PASSAGE PROVIDED:
Suppose in a finite population (of size $n$), all configuration of individuals infected with the Corona virus (numbering $2^n$) are equally likely.
Consider the coronavirus testing procedure where there is a finite number of testing rounds. In each round, the population is grouped into not necessarily disjoint subsets. The swabs of all individuals in each subset are collected into one test tube and tested collectively for the presence of infection in that subset in the form of a binary result, i.e. either positive ($+$) or negative ($-$). There may be a subset not tested. The testing round terminates once all infected individuals are identified.
What is the design of the above rounds and the associated grouping in each round so that on average the total number of tests is the least?
I ask for the mean since the least of number of tests for the worst case is always the size of the population.
Here are two example procedures. Suppose the population size is $4$. Represent the individuals by the binary numbers $\{00,01,10,11\}$.
- In round 1, we make $3$ groups. The first consists of the individual $00$ alone. The second group consists of individuals whose first from the left digit is $1$ and the third of those whose second from the left digit is $1$. The swabs of all individuals are put into one test tube and tested once. The infection status of $00$ is at once settled. If group $2$ is $+$ and group $3$ is $-$. We know only $10$ is infected amongst $\{01,10,11\}$. Similarly for the case of group $2$ being $-$ and group $3$ being $+$. If both are $-$, the test is terminated. If both are $+$, we have to relabel the individuals $\{01,10,11\}$ by $\{00,01,10\}$ and proceed to round $2$.
In round 2, we proceed the same way as before. In effect, we test the three individuals one by one.
The whole test procedure then terminates.

AIM OF THE TASK:
According to the post on pooled coronavirus testing, why does it ask for the design with the least average number of tests rather than the least number in the worst case? Answer in one to three sentences.

Records from a collection:
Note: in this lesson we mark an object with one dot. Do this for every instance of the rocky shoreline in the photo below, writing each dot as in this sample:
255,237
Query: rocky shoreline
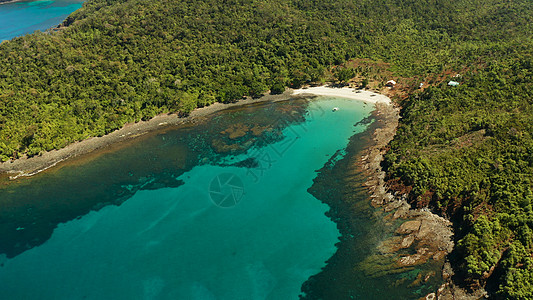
429,237
29,166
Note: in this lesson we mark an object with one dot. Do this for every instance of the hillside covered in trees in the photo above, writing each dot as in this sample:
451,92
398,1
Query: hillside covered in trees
465,151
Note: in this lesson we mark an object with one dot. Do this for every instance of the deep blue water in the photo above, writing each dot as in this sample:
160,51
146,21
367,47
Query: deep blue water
212,228
25,17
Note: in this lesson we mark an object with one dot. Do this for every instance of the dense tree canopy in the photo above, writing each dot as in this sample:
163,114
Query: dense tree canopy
466,151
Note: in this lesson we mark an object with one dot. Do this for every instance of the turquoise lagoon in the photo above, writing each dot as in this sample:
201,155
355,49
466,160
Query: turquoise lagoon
25,17
176,215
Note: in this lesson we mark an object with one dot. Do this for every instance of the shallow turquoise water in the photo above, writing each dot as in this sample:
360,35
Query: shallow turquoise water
21,18
259,237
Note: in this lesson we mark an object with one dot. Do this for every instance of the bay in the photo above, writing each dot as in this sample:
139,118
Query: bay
219,210
24,17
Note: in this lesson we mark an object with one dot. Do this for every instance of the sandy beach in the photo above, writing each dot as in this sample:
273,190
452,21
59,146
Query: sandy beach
30,166
345,92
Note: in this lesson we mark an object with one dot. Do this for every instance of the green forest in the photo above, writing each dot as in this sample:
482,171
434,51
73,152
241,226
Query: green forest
465,151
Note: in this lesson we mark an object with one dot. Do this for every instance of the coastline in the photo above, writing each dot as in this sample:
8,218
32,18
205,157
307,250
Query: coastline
29,166
25,167
436,242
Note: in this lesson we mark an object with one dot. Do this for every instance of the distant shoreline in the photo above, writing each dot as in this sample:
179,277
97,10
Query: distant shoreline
9,1
25,167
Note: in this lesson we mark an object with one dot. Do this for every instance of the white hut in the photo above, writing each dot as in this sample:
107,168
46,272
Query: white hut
390,83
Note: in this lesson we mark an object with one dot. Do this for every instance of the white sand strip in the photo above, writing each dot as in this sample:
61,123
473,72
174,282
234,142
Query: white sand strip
345,92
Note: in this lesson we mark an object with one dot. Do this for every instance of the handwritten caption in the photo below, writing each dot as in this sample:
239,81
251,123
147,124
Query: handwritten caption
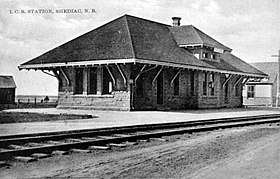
52,11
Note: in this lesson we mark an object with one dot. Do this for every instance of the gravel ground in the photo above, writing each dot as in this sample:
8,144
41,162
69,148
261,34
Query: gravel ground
183,156
20,117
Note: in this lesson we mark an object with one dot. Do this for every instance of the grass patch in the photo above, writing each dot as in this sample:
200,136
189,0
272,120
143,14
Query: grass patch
18,117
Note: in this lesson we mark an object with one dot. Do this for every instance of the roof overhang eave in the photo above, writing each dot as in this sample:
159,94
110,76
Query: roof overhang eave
133,60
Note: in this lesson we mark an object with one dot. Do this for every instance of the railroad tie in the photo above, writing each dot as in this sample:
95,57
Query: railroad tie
99,148
32,144
4,164
117,145
24,159
106,137
55,142
40,155
17,147
59,152
90,138
130,143
159,139
74,140
122,135
79,151
142,140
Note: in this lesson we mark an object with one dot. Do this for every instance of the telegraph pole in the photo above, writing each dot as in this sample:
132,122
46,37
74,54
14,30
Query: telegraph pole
278,78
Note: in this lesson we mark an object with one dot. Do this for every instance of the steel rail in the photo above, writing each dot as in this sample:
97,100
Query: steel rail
179,129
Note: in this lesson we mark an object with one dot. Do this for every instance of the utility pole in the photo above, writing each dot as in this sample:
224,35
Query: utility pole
278,78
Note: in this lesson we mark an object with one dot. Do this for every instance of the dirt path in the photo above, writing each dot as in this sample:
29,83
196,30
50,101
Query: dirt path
184,156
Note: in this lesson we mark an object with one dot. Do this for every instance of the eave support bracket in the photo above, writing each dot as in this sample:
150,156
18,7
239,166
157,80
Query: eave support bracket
157,74
227,79
111,74
122,74
246,80
139,73
171,83
236,83
65,76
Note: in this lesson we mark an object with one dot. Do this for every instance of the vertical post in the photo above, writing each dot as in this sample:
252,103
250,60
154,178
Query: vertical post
99,80
278,79
85,81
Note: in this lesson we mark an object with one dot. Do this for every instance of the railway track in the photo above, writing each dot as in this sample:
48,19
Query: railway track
30,147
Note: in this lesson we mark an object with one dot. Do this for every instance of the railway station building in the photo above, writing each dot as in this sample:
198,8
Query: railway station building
132,63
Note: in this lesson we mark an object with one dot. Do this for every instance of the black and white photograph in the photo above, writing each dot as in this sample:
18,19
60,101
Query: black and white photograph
140,89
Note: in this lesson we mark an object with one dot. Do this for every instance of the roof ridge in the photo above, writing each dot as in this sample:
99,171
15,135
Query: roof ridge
196,33
198,30
129,36
127,15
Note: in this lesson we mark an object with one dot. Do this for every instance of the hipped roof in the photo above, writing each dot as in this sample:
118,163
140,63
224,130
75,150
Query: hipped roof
190,35
132,39
7,82
270,68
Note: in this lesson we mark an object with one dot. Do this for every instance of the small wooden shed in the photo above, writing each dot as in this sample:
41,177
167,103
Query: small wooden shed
7,90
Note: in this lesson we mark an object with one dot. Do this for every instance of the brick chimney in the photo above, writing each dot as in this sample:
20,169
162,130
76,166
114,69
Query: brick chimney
176,21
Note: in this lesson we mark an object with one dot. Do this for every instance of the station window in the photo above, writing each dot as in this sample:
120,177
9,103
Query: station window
92,76
107,81
192,82
204,90
211,84
139,86
205,55
251,91
213,56
176,85
196,55
79,81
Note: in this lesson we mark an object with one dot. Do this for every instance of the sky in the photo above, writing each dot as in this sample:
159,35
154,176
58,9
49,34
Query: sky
250,27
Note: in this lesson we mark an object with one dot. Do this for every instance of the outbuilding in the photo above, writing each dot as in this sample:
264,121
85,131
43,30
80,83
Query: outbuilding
132,63
7,90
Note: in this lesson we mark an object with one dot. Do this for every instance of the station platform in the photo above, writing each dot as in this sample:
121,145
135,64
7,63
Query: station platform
107,119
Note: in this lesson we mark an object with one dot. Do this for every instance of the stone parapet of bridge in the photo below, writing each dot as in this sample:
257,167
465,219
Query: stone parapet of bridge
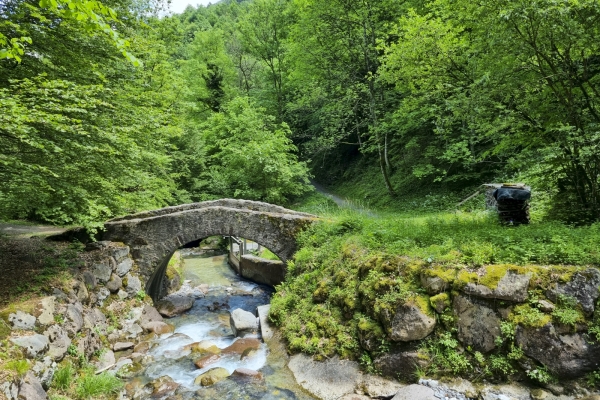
154,236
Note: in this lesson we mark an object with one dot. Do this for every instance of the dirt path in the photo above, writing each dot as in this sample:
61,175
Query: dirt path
342,203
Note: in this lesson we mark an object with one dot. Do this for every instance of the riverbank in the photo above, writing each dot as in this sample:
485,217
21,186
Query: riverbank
447,294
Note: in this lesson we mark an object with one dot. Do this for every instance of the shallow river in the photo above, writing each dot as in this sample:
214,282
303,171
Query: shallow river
209,320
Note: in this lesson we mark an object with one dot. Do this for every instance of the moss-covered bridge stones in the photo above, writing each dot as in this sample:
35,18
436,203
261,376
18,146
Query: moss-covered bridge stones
155,235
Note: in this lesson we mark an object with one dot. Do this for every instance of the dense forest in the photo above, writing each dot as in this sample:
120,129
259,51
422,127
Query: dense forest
116,106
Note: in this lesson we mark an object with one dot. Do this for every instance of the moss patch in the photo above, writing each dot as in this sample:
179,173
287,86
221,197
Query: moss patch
528,316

TASK RESULT:
The post asks for the mean because, in the worst case, the least number of tests is always the size of the population, $n$.